(Referring expression pointing data)
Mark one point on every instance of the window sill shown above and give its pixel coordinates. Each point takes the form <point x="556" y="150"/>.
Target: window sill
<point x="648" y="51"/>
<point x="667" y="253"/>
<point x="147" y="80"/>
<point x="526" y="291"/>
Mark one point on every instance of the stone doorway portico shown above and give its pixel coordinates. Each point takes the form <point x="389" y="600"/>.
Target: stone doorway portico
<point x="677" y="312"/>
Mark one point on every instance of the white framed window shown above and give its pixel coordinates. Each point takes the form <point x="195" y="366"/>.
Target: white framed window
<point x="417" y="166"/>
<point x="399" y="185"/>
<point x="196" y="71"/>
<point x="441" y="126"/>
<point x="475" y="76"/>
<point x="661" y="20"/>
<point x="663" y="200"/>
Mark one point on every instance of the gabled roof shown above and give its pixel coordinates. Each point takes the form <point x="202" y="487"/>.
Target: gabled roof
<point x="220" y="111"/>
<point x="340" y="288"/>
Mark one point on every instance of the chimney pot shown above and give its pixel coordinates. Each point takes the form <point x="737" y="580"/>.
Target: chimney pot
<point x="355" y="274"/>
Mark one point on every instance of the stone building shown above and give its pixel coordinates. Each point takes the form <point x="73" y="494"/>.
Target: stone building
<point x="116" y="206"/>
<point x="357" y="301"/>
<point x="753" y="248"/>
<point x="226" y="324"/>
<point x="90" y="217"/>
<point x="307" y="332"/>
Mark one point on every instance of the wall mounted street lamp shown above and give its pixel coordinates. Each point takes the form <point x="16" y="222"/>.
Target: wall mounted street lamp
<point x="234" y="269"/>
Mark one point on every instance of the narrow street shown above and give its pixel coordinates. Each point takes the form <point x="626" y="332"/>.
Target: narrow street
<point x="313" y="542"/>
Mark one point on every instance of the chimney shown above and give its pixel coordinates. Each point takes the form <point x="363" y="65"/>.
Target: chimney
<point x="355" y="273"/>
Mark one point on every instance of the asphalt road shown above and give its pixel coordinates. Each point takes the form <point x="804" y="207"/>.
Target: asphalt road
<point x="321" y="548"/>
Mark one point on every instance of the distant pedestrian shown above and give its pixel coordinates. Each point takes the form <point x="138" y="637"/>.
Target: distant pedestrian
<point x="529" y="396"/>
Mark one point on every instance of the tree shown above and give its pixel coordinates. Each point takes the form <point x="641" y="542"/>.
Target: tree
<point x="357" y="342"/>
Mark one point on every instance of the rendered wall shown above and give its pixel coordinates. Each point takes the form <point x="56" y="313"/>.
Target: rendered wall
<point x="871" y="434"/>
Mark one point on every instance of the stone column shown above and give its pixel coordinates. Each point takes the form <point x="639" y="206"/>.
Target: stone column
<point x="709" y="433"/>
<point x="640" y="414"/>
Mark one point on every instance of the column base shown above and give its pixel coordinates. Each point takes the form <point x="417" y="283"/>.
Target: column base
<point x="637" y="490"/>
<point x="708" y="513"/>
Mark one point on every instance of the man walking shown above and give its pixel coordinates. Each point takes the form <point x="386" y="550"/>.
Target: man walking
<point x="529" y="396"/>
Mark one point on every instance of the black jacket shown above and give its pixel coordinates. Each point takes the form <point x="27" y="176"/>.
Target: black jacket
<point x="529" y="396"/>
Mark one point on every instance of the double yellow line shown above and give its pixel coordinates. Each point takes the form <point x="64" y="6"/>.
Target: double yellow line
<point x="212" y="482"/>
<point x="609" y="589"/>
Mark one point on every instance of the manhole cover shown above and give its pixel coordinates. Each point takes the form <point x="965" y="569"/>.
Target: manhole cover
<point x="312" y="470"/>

WHAT IS EXPECTED - Find the line with "Mark one point on every instance of the asphalt" in the entries above. Retype it and each line after it, exactly, through the line with "Mark one point on every instance of the stone column", and stop there.

OUTPUT OF THE TASK -
Mark one point on every instance of the asphalt road shown above and give its pixel coordinates. Each point takes the form <point x="804" y="207"/>.
Target: asphalt road
<point x="321" y="548"/>
Mark one point on every instance of the distant pedestrian shown above and give its pixel coordinates. Each point takes the form <point x="138" y="637"/>.
Target: distant pedestrian
<point x="529" y="396"/>
Mark one point on every instance of the tree shown above and give its pixel coordinates. Each point takes the form <point x="641" y="542"/>.
Target: tree
<point x="357" y="342"/>
Mark one point on every instance of the rendered wall shown above and give its pixel coordinates. Each point takes the form <point x="56" y="313"/>.
Target: rendered wall
<point x="871" y="434"/>
Mark one point on every instance of the stone column shown above and give its pixel coordinates. Each point takes the form <point x="639" y="206"/>.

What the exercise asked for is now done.